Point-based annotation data
----
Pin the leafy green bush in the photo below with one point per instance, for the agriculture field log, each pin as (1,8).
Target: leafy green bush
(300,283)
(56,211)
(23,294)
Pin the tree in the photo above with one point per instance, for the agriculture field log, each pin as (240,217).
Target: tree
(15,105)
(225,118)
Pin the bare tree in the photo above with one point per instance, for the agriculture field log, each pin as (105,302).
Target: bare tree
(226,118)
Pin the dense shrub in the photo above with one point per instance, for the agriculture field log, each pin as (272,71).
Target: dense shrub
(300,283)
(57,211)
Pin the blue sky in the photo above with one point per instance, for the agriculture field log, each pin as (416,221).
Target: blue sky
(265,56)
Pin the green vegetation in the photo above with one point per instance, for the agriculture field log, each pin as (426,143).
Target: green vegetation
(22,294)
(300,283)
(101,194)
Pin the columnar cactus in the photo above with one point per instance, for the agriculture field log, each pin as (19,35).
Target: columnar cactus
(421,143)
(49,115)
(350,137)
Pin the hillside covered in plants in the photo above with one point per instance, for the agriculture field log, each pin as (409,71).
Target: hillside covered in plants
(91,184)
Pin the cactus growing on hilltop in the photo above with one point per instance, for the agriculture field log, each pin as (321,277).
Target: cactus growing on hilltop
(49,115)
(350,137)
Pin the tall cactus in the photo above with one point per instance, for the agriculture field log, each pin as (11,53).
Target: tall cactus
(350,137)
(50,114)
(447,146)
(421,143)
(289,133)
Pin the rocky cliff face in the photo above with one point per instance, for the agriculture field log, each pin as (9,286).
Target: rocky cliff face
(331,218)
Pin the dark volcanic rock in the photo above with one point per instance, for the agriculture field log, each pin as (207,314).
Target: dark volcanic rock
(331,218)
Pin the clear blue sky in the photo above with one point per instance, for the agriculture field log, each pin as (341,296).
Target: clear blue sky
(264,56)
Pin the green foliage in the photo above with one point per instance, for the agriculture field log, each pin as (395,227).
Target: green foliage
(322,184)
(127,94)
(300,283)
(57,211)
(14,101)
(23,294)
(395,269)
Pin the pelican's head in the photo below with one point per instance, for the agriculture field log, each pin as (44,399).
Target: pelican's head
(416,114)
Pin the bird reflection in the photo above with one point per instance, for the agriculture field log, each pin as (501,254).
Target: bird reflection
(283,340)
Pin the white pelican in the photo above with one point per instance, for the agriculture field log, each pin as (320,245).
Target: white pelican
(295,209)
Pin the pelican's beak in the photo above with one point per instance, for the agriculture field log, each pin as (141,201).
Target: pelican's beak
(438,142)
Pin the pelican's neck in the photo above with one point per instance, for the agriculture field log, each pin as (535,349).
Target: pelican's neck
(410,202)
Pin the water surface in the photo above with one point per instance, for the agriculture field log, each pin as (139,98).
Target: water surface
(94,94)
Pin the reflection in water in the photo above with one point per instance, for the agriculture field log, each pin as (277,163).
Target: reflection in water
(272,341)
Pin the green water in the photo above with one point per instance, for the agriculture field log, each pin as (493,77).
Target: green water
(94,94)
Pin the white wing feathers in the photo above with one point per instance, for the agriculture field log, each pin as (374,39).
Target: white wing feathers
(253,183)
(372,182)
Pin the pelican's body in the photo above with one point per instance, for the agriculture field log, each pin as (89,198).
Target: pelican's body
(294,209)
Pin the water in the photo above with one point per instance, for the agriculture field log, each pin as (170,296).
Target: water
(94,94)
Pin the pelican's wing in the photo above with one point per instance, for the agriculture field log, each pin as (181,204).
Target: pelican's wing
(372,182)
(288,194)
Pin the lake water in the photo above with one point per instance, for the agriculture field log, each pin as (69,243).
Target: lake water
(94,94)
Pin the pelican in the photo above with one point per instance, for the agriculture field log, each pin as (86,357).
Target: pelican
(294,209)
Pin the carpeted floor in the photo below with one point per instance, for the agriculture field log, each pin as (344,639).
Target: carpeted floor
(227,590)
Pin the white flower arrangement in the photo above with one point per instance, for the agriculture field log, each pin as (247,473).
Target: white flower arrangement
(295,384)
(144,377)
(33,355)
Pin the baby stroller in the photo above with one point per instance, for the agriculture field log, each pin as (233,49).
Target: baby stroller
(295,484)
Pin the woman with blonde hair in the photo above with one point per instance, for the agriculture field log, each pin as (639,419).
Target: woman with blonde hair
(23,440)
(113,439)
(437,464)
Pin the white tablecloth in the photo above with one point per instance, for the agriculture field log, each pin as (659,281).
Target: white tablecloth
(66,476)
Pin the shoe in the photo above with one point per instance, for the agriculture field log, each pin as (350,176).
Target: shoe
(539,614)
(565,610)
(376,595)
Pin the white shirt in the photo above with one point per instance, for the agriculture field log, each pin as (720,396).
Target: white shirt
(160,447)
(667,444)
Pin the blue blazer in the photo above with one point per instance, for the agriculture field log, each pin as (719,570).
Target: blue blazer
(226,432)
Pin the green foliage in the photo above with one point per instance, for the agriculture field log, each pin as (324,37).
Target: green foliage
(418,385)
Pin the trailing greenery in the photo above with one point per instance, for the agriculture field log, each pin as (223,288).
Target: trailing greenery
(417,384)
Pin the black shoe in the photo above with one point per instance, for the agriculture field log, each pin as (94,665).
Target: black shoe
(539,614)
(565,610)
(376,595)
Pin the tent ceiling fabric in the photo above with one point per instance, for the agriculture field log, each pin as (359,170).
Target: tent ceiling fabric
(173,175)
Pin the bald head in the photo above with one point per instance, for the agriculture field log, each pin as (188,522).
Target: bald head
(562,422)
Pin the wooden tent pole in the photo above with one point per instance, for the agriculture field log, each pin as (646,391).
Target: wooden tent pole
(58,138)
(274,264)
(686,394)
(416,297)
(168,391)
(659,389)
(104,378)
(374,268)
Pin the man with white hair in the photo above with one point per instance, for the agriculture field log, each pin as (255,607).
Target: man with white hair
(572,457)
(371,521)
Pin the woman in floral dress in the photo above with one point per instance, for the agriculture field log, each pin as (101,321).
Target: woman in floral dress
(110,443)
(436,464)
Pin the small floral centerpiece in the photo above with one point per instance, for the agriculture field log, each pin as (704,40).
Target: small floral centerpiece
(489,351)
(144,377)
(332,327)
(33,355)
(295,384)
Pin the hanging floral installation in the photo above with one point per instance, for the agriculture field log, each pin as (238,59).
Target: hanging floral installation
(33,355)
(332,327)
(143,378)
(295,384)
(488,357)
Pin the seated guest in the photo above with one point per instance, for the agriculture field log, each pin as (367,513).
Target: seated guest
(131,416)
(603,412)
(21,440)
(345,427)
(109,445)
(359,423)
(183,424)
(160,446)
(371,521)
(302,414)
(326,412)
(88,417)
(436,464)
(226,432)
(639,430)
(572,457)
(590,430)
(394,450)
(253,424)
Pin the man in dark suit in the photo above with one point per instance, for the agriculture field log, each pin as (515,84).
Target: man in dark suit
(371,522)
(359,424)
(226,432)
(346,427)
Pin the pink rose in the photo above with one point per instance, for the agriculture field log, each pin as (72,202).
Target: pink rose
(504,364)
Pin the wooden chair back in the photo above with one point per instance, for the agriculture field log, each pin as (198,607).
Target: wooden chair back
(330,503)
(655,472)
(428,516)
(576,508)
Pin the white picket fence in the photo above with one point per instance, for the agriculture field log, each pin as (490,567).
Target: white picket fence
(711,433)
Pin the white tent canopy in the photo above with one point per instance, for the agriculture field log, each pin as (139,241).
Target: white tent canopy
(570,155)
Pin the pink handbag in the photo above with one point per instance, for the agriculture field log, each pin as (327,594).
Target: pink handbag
----
- **TASK GOAL**: Everything from the line containing "Pin the pink rose" to the last line of the entries above should be quoted exactly, and only that.

- **RESPONSE TO THIS TASK**:
Pin the pink rose in the photo above with one point per instance, for the agriculture field log, each pin as (72,202).
Target: pink rose
(504,364)
Pin the wooden chair back in the photo above with one point per instance, for the agriculture field log, each pin as (198,607).
Target: wooden chair back
(330,503)
(655,472)
(428,516)
(576,508)
Pin the white picket fence in the photo above with one point per instance, for the agriculture field log, each pin as (490,567).
Target: white picket fence
(711,433)
Pin the white tent canopy in the photo above with one point per instance, for the agriculture field log, each pin as (139,241).
Target: white tent canopy
(570,155)
Pin the pink handbag in the photo above with one point per instance, for the agriculture field log, each pin as (327,594).
Target: pink handbag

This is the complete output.